> _Alıştırmalar_
1 - "Bir Şeyler Elden Gidiyor mu?" yazısına göre aşağıdaki soruları yanıtlayın.
(a) Dinin elden gitmesinin kardeşi olarak ne gösterilir?
(b) Adam etmenin en etkili araçlarından biri nedir?
(c) "Dün dündür, bugün bugündür" sözünün fazlasıyla doğrulandığı örnek hangi durumda gözlenir?
2 - Aşağıdaki ifadeler "Bir Şeyler Elden Gidiyor mu?" yazısıyla uyuşuyor mu? Her biri için evet ya da hayır deyin ve kararı belirleyen sözleri yazıdan alıntılayın.
(a) Ahlâk, toplumdan bağımsız olarak kendi başına bir yere gider.
(b) "Biz, adam olmayız" diyenler, adam olmayacakların arasından kendilerini ayırır.
(c) Geçmişte muhalefette olan bir parti iktidara gelince verdiği sözleri yerine getirir.
3 - "Bir Şeyler Elden Gidiyor mu?" yazısını kaldığı yerden sürdürün.

*** Alıntı Metin ***

Gürcan Banger
Bir Şeyler Elden Gidiyor mu?
“Din elden gidiyor”, bu coğrafyanın tarihinde toplumun inançlı kesimini, değişiklikten yana olanlarla karşı karşıya getirmek için kullanılan bir slogan olmuştur. Dinin, dünyanın sosyo-ekonomik yönden gelişmiş herhangi bir yerinde ‘elden gittiği görülmüş müdür’ duymadım, okumadım ama statükoyu devam ettirip yeniliğin önüne geçmenin yollarından biridir bu. Dinin elden gitmesinin kardeşi ise ‘ahlâkın elde gitmesidir.’ Medyada sıklıkla izlediğimiz, töreye dayalı kadına yönelik şiddetinin temel dayanaklarından biridir ahlâkın elden gidişi. İstatistiklere bakılırsa; ahlâkın kendi başına bir yere gittiği de yoktur. Toplum nereye giderse ahlâk da birlikte oraya gider. İleride veya geride kimseyi bırakmaz.
Bir de; “Biz, adam olmayız” meselesi var. Aslında bu söyleyiş, “Siz, adam olmasınız ama iyi ki ben varım” anlamına gelmek üzere söylenir. İnatla ve ısrarla ima ederek adam olmayacakların içinden kendimizi, tereyağından kıl çeker gibi ayırırız.
Adam olmayacağımız konusundaki sloganın bir değişik versiyonu, “Bu millet, adam olmaz” iddiasıdır. Bu ‘motto’ uyarınca millet, adam olmayacağından onların adamlaşmasını sağlayacak mekanizmalara ihtiyaç vardır. Gayet iyi bildiğiniz gibi, adam etmenin en etkili araçlarından biri sopadır. Bu nedenle milletten daha akıllı olan iktidarın her zaman eli sopalı olmuştur; “Ben sizin babanızım” der ve gereğinde de döver. Bazen ‘eli sopalılar’ tatile girmiş gibi görünmekle birlikte, ‘devletin bekası’ tehlikeye girdiğinde en kısa süre içinde yine ortaya çıkacaklarına hiç kuşku yoktur.
İlkelerimizin günü birlik olduğunu ifade eden, bir büyüğümüze ait olan “Dün dündür, bugün bugündür” sözünü bilirsiniz. Bu özdeyişin fazlasıyla doğrulandığı bir örneği, geçmişte muhalefette olan bir partinin iktidara gelmesi durumunda gözleriz. Ya verilen sözler unutulur, ya da söylenenlerin tam aksi yapılır. Geçmişte verilen sözleri kimse hatırlamaz ama hatırlatılsa bile dün, dünde kalmıştır.

*** Kayıtlı Bilgiler ***

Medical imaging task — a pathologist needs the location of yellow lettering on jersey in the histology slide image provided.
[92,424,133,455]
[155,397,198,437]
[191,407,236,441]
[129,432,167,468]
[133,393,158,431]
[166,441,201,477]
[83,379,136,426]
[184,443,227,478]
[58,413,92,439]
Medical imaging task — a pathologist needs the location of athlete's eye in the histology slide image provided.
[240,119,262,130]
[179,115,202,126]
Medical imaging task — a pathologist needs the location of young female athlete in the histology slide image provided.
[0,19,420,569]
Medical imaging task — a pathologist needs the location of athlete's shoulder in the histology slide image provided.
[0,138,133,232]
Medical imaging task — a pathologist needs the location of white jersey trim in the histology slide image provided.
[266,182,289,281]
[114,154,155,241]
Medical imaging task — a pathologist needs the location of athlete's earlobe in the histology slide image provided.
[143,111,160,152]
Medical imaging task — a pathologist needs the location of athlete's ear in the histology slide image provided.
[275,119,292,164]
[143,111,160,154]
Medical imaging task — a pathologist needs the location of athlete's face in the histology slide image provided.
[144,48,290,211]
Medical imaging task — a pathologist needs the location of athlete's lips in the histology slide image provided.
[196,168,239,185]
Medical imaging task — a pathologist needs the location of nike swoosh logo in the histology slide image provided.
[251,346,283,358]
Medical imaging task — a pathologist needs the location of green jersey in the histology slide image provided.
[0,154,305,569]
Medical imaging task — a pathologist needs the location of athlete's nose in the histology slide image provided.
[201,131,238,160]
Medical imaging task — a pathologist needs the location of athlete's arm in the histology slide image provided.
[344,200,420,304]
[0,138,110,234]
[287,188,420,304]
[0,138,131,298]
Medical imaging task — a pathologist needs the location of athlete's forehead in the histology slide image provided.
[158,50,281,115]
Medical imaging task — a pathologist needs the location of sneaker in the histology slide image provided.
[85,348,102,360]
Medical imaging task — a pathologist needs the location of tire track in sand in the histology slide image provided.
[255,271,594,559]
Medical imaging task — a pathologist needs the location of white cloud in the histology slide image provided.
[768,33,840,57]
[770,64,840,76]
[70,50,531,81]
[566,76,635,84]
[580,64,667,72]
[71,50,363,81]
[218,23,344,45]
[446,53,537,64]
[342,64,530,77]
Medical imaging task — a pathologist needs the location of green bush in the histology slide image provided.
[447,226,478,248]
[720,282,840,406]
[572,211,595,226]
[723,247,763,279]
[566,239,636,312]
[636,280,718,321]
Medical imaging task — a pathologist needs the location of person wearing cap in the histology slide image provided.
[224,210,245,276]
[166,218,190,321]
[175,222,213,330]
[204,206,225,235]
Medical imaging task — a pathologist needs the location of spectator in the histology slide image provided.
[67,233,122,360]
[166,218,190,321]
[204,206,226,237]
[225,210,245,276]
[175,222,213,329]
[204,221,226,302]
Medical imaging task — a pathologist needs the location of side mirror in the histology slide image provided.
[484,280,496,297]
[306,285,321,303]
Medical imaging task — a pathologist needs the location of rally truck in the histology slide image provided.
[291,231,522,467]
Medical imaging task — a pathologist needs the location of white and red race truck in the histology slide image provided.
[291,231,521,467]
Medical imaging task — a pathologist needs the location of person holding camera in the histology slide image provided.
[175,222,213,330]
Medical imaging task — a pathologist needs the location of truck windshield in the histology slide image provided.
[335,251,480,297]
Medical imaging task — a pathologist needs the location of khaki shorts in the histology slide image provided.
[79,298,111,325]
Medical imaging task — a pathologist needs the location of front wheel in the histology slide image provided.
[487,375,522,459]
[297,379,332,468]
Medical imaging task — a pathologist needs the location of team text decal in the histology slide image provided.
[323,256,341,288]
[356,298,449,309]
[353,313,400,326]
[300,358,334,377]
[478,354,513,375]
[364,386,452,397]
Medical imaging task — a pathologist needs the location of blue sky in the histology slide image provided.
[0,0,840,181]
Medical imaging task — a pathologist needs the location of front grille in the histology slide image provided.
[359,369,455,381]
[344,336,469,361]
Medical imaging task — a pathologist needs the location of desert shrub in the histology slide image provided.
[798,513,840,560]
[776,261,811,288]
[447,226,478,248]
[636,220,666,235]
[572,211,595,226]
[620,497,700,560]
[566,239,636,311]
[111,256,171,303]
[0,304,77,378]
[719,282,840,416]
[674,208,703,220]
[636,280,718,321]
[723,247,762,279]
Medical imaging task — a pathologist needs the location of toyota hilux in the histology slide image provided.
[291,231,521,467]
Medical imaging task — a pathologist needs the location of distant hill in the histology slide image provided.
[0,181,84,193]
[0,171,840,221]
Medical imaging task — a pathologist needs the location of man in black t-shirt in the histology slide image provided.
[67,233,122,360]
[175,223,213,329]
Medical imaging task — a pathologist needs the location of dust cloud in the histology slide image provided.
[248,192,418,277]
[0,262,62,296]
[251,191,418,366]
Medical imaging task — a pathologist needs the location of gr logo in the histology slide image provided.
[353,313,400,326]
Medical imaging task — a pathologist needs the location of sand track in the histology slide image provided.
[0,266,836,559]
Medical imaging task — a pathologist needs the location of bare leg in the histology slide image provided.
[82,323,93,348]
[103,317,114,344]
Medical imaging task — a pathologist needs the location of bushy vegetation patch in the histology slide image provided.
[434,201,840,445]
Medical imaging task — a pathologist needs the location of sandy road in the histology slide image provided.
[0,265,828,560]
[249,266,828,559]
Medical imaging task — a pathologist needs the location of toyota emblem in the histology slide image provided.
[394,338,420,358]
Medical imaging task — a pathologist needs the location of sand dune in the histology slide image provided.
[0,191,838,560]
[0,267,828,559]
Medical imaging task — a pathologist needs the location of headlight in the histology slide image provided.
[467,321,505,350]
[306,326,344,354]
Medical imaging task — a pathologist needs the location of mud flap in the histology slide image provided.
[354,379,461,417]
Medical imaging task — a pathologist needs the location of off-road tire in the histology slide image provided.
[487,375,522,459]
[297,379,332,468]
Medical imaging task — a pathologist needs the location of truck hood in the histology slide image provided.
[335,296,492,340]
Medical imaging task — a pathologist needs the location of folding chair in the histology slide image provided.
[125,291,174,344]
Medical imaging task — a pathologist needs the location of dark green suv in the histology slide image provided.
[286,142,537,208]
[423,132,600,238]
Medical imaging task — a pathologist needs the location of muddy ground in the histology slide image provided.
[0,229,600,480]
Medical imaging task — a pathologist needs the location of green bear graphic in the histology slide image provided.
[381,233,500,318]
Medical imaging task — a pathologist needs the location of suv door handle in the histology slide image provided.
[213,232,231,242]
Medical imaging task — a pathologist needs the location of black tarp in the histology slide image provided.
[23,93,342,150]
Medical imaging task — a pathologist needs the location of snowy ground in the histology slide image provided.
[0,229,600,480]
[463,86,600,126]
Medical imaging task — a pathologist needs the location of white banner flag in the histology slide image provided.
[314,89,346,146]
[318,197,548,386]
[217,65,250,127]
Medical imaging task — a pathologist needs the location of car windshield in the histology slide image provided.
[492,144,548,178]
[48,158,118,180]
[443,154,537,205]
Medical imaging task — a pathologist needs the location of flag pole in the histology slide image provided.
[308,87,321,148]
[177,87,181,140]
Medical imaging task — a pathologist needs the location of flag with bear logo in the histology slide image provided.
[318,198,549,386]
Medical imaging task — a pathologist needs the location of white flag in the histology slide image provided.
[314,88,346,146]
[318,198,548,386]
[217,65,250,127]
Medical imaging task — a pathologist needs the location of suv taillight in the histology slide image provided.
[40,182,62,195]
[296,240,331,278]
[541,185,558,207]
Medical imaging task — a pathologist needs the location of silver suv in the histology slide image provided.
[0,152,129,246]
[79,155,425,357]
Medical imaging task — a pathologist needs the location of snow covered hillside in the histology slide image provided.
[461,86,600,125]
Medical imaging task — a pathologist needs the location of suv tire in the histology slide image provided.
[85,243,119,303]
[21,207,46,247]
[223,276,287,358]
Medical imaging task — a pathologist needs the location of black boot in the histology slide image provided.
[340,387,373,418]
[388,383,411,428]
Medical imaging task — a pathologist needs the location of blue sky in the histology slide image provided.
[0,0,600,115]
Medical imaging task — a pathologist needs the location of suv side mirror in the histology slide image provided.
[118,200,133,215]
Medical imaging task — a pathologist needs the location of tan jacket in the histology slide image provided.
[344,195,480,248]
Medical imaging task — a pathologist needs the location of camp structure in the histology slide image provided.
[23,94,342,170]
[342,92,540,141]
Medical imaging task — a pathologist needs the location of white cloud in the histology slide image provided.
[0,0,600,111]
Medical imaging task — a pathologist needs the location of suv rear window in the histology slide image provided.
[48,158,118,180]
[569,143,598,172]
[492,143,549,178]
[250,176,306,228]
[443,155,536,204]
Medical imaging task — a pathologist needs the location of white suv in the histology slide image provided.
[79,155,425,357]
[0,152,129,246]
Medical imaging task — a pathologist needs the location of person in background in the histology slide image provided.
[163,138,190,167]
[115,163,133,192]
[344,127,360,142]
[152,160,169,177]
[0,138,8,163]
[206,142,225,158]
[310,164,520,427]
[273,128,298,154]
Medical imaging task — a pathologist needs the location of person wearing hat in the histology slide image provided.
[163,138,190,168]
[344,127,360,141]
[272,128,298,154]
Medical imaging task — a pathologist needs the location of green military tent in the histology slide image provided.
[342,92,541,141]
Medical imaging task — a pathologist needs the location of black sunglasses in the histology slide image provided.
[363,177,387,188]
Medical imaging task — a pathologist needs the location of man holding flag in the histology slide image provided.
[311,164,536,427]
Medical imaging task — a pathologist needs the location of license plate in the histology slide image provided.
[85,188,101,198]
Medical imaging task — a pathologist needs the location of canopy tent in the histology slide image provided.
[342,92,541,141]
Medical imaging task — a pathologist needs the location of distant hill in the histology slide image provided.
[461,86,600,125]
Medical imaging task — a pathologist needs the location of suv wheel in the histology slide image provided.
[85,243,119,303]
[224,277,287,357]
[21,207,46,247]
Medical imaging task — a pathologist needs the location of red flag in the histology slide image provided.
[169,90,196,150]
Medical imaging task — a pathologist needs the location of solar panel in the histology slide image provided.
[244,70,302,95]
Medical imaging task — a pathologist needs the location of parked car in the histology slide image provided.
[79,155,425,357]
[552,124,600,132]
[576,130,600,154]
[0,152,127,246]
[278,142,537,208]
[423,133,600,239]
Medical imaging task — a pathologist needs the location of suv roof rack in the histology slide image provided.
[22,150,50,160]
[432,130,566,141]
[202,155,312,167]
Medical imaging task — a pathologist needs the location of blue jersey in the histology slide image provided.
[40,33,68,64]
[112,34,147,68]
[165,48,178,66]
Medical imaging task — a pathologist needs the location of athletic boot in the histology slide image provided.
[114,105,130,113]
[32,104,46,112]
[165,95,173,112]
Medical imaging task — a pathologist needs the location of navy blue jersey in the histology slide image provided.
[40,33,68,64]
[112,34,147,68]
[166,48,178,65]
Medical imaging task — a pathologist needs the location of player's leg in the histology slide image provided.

***

> _Cevaplar_
1 -
(a) Ahlâkın elden gitmesi.
(b) Sopa.
(c) Geçmişte muhalefette olan bir partinin iktidara gelmesi durumunda.

2 -
(a) Hayır: "ahlâkın kendi başına bir yere gittiği de yoktur."
(b) Evet: "İnatla ve ısrarla ima ederek adam olmayacakların içinden kendimizi, tereyağından kıl çeker gibi ayırırız."
(c) Hayır: "Ya verilen sözler unutulur, ya da söylenenlerin tam aksi yapılır."

3 -
Uçlar arasında savrulduğumuzu bilirsiniz. Bu ülkede ‘okumuş’ olmak, ya tarihe veya sosyal ve kültürel değerlere sınırsızca saldırmaktır ya da neden olduğu bilinmeyen bazı anlamlara sorgusuzca tapınmaktır. Para ve ün adına kullanılamayacak değer de yoktur. Bu hayâsız sürecin sonunda da sorunlarımızdan kurtulmak için ‘sevmek veya terk etmek’ noktasına gelinir. Çok uzak olmayan geçmişi hatırlarsak hepimiz her birimiz için birer Cennet ve Cehennem de seçip beğenmiştik: “Solcular Moskova’ya, inançlılar İran’a…”
Avrupa Birliği ile kazanılabilecek değerleri savunduğunuzda, hızla emperyalistlerle aynı uca düştüğünüz yaygarası yapılır. Batının ülkeyi parçalama ve yok etme girişimleri konusunda bir şeyler söylediğinizde ise aşırı milliyetçi bir çatı altında görülürsünüz. Emeğin değerlerini savunduğunuzda ‘aşırı solcu’, inancın bir toplum için öneminden söz ettiğinizde ‘gericilerin ortağı’ kabul edilirsiniz. Bir siyah-beyaz demokrasisinde soluk alabilip fikir önerebilmek, hiç de kolay değildir. “Bana dokunmayan yılan bin yaşasın” deyip küserek bir köşeye çekilenler tümüyle haksız sayılmazlar.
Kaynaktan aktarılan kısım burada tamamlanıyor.